++++ Data provided
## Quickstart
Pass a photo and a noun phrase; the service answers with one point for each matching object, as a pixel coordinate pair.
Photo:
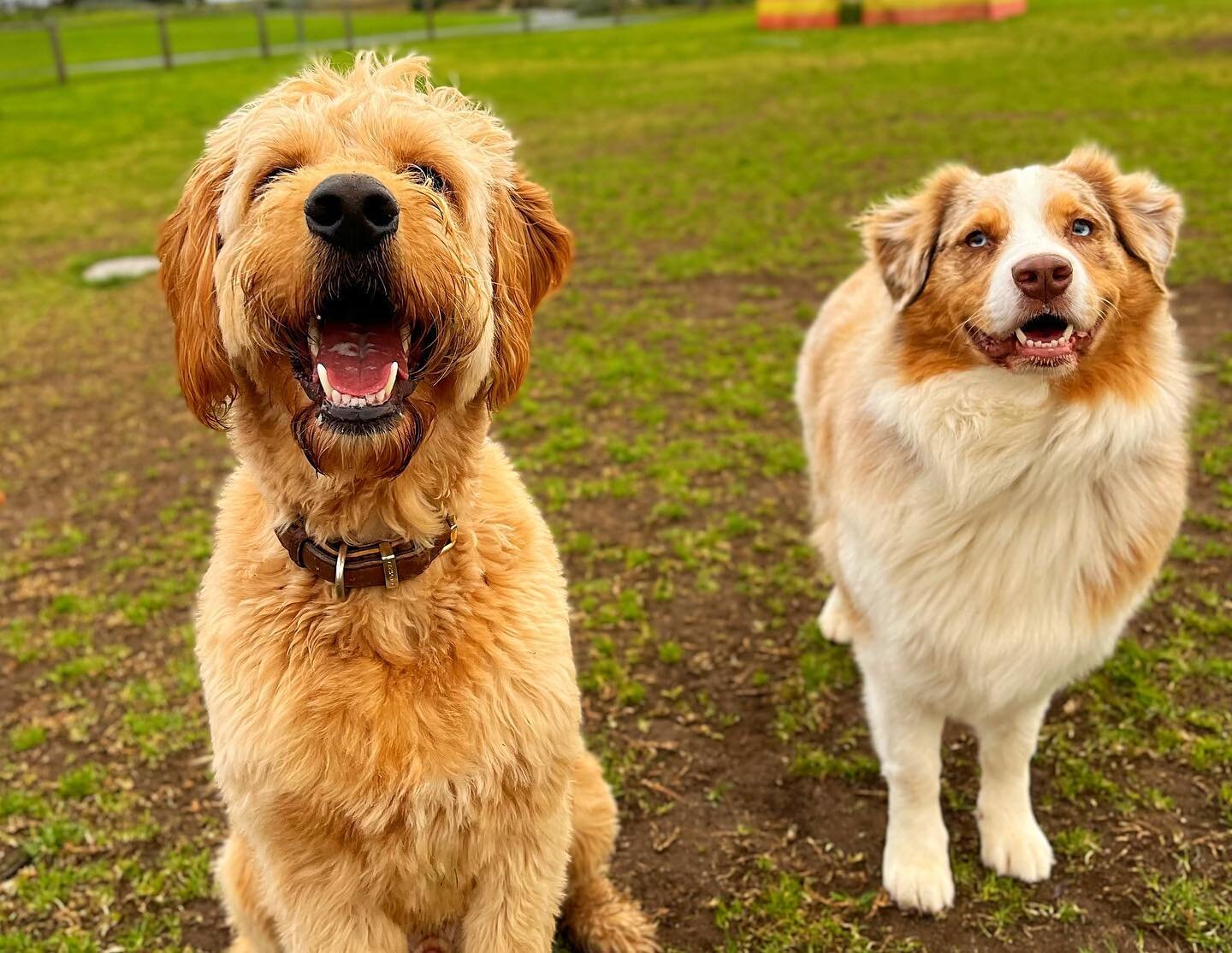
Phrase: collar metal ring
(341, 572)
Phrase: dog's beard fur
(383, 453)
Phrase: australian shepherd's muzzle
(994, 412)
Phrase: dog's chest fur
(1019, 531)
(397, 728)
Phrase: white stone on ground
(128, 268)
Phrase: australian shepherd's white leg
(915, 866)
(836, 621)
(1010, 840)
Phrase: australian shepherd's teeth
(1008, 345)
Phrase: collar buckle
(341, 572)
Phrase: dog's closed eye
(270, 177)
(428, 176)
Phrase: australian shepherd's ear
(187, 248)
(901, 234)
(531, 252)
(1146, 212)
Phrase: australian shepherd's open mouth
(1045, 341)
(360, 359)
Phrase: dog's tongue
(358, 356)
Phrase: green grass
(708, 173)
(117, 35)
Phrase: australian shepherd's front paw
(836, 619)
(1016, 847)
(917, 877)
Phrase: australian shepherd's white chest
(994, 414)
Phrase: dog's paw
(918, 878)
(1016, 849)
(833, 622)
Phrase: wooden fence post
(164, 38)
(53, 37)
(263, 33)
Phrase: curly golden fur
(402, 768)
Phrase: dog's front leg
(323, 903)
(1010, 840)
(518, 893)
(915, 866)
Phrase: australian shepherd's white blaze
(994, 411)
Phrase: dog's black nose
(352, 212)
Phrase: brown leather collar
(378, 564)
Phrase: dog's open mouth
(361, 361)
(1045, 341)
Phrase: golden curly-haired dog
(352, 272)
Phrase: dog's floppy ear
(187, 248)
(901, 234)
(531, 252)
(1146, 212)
++++++++
• **Stated problem**: Please reproduce the listing above line for line, omitting the picture.

• **Full answer**:
## Quickstart
Pass a photo and a noun phrase; the service answers with one point for each matching object, as a pixel coordinate pair.
Photo:
Phrase: collar metal ring
(341, 572)
Phrase: dog's beard fur
(383, 453)
Phrase: australian shepherd's muzzle
(994, 412)
Phrase: dog's chest fur
(1019, 531)
(397, 728)
Phrase: white stone on ground
(128, 268)
Phrase: australian shepherd's white leg
(915, 866)
(836, 621)
(1010, 840)
Phrase: australian shepherd's teeth
(1008, 345)
Phrase: collar buckle
(341, 572)
Phrase: dog's closed eye
(270, 177)
(428, 176)
Phrase: australian shepherd's ear
(187, 248)
(901, 234)
(531, 252)
(1146, 212)
Phrase: australian shepherd's open mouth
(1045, 341)
(360, 359)
Phrase: dog's tongue
(358, 356)
Phrase: green grass
(708, 173)
(117, 35)
Phrase: australian shepherd's front paw
(836, 619)
(1016, 847)
(917, 877)
Phrase: australian shepherd's white chest
(994, 414)
Phrase: dog's paw
(918, 878)
(1016, 849)
(833, 622)
Phrase: wooden fence post
(164, 38)
(53, 37)
(263, 33)
Phrase: curly golden fur
(402, 768)
Phrase: dog's front leg
(323, 903)
(1010, 840)
(518, 893)
(915, 866)
Phrase: australian shepherd's white blaze
(994, 411)
Phrase: dog's black nose
(352, 212)
Phrase: brown leather collar
(378, 564)
Phrase: dog's open mouth
(361, 361)
(1045, 341)
Phrase: golden curly-haired dog
(352, 272)
Phrase: dog's floppy ear
(187, 248)
(901, 234)
(531, 252)
(1146, 212)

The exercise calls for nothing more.